> **Exercise material**
----------

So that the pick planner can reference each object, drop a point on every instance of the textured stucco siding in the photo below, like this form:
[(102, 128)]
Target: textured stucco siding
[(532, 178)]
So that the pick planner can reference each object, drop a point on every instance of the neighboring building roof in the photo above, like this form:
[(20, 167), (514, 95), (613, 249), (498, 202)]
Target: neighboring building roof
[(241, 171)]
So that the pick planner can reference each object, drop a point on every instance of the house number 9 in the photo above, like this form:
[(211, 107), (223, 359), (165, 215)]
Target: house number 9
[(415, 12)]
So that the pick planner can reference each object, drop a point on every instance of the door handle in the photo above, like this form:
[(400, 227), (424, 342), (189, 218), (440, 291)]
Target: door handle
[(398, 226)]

----------

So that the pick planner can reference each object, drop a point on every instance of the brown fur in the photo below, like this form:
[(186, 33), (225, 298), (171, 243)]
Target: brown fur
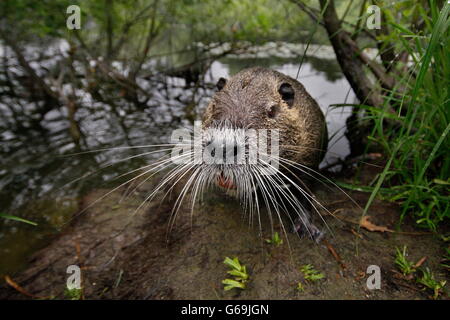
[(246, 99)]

----------

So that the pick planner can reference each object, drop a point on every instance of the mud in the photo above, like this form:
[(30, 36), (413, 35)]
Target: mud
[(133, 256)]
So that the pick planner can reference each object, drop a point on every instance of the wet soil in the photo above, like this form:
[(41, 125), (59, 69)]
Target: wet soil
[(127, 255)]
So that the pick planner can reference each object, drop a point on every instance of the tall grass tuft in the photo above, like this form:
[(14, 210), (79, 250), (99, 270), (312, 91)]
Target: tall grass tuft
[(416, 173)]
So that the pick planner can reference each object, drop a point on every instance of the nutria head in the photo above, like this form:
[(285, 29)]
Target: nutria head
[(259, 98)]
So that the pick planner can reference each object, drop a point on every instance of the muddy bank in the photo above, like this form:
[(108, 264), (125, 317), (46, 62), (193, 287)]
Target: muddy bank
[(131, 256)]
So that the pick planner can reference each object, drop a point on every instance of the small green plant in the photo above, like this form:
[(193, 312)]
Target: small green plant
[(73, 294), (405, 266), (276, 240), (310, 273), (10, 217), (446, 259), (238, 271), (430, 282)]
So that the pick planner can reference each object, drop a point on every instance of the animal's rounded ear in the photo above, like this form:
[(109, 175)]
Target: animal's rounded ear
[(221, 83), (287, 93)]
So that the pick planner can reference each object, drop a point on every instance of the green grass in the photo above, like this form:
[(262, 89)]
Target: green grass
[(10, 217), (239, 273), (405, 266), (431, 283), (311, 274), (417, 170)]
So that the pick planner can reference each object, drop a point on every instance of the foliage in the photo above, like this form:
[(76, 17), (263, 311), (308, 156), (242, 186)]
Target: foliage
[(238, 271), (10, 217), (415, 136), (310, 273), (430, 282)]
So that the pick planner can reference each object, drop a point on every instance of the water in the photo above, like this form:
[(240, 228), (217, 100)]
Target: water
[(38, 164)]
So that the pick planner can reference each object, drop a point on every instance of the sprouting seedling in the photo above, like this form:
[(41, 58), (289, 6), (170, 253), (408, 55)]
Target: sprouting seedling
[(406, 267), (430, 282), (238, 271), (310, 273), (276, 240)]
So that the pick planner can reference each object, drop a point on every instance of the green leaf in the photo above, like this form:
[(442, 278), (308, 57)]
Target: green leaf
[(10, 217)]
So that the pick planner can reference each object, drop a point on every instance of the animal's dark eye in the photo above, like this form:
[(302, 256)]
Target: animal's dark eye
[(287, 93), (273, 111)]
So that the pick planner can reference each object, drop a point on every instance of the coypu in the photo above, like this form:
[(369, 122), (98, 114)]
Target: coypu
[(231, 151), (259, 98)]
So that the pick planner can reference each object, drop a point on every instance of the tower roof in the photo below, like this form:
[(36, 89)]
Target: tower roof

----------

> **Task statement**
Rewrite the lines from the line with "of the tower" to the line with "Target: tower roof", putting "grasp planner" in place of "pick planner" and keeping everything else the same.

> **Output for this exercise**
So that the grasp planner can reference each object, drop a point on every instance of the tower roof in the photo below, like this form:
[(36, 89)]
Target: tower roof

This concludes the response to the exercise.